> _WORK ITEM_
If a record contains a picture, skip the picture and transcribe the rest exactly.

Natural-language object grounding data
____________
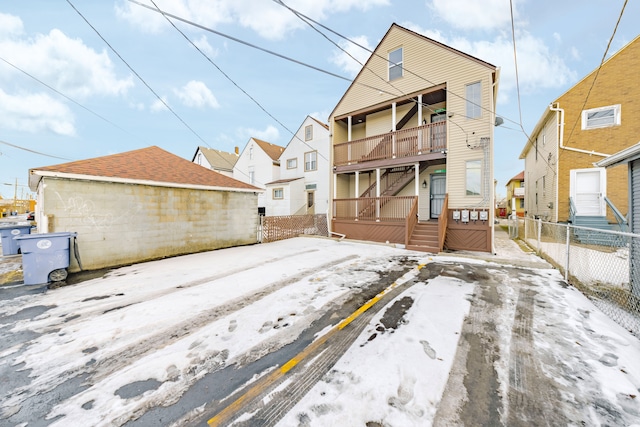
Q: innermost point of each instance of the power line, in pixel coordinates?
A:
(66, 97)
(137, 75)
(237, 86)
(595, 77)
(33, 151)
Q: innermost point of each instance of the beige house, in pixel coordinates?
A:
(142, 205)
(594, 119)
(216, 160)
(412, 147)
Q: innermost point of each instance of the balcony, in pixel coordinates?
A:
(413, 142)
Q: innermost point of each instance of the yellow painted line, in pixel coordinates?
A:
(274, 376)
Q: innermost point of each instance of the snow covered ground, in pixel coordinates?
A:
(174, 320)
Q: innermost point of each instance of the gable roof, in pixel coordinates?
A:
(549, 109)
(217, 159)
(375, 54)
(151, 165)
(519, 177)
(272, 150)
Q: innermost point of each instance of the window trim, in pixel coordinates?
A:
(314, 162)
(395, 65)
(473, 107)
(616, 117)
(469, 178)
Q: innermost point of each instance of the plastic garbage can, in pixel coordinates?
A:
(45, 257)
(8, 232)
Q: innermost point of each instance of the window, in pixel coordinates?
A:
(395, 64)
(474, 175)
(473, 100)
(310, 161)
(601, 117)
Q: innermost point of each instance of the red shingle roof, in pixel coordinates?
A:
(147, 164)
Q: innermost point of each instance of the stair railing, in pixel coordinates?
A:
(622, 221)
(443, 221)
____________
> _TASK RESPONSE_
Q: innermost point of each instance of the power line, in pixel coordinates?
A:
(66, 97)
(137, 75)
(237, 86)
(595, 77)
(33, 151)
Q: innermost point of each instance of the beige house, in pixel coordinates?
A:
(142, 205)
(594, 119)
(216, 160)
(412, 147)
Q: innermost point of each instance of the balcony, in pixel coordinates?
A:
(413, 142)
Q: innermost point of each instance of the yellow painted line, in pixel coordinates?
A:
(274, 376)
Q: innermost point of each instance of the snow covered ground, in pixel coordinates?
A:
(174, 320)
Q: innermost point of each instance of the gable roof, in pixel coordinates?
A:
(549, 109)
(217, 159)
(375, 54)
(151, 165)
(519, 177)
(272, 150)
Q: innermost point of each instance of the window trim, in pixel coordinates?
A:
(314, 162)
(395, 65)
(473, 107)
(616, 117)
(469, 178)
Q: innermost point of each instance of the plastic garbage can, in pixel coordinates?
A:
(45, 257)
(8, 232)
Q: innermost point of each instance of the window, in pixel coordinates?
A:
(395, 64)
(474, 175)
(473, 100)
(310, 161)
(601, 117)
Q: innermost point of each instance of the red shingle roof, in pixel coordinates?
A:
(147, 164)
Q: innermost point of each instance of the stair railing, in pixel coordinates?
A:
(622, 221)
(443, 221)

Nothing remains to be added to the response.